### Document extract

User Stories

Rosetta Predicts the Clinical Outcome of Breast Cancer Patients


Accurately predict the clinical outcome for breast cancer patients


Use MathWorks products to develop a tool that lets clinicians make a prognosis based on the gene expression profile of the patient’s primary tumor


  • Accurate prediction of disease outcome
  • Fast, effective response to scientists’ needs
  • Flexibility to adjust algorithms whenever necessary

"MathWorks tools are integral to the custom analysis work that we perform. MATLAB frees us to focus on data analysis instead of programming. It greatly speeds up our coding process."

Dr. Hongyue Dai, Rosetta Inpharmatics/Merck & Company
DNA microarray gene expression data from breast cancer samples. Patients with the expression pattern similar to the top of the plot generally have poor outcome.

Rosetta Inpharmatics, a wholly owned subsidiary of Merck & Company, recently collaborated with the Netherlands Cancer Institute (NKI) to develop a tool that enables clinicians to determine a breast cancer patient's prognosis based on the gene expression profile of the primary tumor. This project is an example of how programmers, when equipped with the right software, can respond promptly to researchers' requests for custom analysis tools.

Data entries

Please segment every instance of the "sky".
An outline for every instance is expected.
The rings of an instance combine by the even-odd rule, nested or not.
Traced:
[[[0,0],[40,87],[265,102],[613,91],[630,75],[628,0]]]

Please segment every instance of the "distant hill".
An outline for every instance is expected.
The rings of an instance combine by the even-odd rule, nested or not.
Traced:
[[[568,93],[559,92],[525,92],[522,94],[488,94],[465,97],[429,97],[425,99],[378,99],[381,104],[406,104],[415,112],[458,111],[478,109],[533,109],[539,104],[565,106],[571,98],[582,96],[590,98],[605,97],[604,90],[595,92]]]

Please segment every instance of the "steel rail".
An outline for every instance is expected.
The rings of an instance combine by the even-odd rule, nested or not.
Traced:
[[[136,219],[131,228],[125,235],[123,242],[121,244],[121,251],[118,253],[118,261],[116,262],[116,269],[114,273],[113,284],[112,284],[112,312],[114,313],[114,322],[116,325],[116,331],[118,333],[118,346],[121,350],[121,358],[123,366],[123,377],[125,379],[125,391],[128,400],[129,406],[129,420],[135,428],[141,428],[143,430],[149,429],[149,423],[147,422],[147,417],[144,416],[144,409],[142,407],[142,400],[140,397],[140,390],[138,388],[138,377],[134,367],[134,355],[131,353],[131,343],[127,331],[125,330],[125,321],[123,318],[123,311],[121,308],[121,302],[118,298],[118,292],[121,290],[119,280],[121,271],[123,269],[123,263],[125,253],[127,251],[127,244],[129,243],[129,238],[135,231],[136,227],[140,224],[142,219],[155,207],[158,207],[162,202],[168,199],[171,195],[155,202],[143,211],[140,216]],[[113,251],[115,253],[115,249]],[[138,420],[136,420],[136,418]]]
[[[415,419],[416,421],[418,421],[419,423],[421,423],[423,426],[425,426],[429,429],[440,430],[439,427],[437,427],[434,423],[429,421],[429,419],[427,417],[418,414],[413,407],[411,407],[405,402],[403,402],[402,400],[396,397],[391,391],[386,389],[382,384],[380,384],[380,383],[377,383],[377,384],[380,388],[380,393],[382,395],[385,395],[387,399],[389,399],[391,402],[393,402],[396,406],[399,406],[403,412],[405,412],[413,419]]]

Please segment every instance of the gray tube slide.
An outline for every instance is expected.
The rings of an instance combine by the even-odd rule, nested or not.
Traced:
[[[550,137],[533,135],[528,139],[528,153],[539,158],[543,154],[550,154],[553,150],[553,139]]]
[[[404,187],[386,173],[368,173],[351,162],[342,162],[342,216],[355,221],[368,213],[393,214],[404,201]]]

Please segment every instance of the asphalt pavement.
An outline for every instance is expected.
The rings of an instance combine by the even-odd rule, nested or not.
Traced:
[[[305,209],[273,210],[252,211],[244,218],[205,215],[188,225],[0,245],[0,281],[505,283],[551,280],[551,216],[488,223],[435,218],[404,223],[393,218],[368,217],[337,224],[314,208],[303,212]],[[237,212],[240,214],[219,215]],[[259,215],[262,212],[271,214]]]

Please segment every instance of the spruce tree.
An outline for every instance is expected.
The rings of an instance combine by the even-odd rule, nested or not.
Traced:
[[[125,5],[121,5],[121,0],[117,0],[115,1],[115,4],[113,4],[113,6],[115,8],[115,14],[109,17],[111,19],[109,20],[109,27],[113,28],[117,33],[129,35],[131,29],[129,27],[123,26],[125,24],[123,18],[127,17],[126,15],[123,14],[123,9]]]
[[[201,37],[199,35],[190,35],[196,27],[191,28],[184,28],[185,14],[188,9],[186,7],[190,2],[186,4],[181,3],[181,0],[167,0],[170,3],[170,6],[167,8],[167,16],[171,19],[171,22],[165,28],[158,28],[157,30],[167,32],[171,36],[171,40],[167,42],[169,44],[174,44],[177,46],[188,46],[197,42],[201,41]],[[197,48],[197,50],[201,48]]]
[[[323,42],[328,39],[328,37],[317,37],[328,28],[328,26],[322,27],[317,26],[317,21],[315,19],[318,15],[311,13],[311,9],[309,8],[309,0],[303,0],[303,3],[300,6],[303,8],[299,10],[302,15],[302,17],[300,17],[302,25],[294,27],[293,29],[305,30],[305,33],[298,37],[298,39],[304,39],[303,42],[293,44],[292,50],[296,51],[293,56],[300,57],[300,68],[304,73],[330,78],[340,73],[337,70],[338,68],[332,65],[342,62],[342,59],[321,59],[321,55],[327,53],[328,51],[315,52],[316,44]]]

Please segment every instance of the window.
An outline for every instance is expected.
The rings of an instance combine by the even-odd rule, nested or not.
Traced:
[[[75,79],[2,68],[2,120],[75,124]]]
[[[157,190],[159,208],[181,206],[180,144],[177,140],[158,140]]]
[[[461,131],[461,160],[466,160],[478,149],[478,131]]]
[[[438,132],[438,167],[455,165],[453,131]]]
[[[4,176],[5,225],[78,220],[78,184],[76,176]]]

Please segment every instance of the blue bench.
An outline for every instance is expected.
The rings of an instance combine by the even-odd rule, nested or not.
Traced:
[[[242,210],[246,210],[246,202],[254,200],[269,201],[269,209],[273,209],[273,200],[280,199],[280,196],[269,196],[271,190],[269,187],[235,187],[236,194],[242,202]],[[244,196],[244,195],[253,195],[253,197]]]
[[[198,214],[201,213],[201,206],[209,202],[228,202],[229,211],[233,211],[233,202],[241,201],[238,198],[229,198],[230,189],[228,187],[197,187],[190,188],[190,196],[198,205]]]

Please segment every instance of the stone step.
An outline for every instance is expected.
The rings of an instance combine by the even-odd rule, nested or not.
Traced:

### Exercises
[A] Repeat the Rosetta user story word for word, starting at "Rosetta Inpharmatics, a" and ending at "custom analysis tools.".
[B] According to the Rosetta user story, which institute did Rosetta Inpharmatics collaborate with to develop the prognosis tool?
These lines are separate from the Rosetta user story.

### Task-by-task solutions
[A]
Rosetta Inpharmatics, a wholly owned subsidiary of Merck & Company, recently collaborated with the Netherlands Cancer Institute (NKI) to develop a tool that enables clinicians to determine a breast cancer patient's prognosis based on the gene expression profile of the primary tumor. This project is an example of how programmers, when equipped with the right software, can respond promptly to researchers' requests for custom analysis tools.

[B] The Netherlands Cancer Institute (NKI).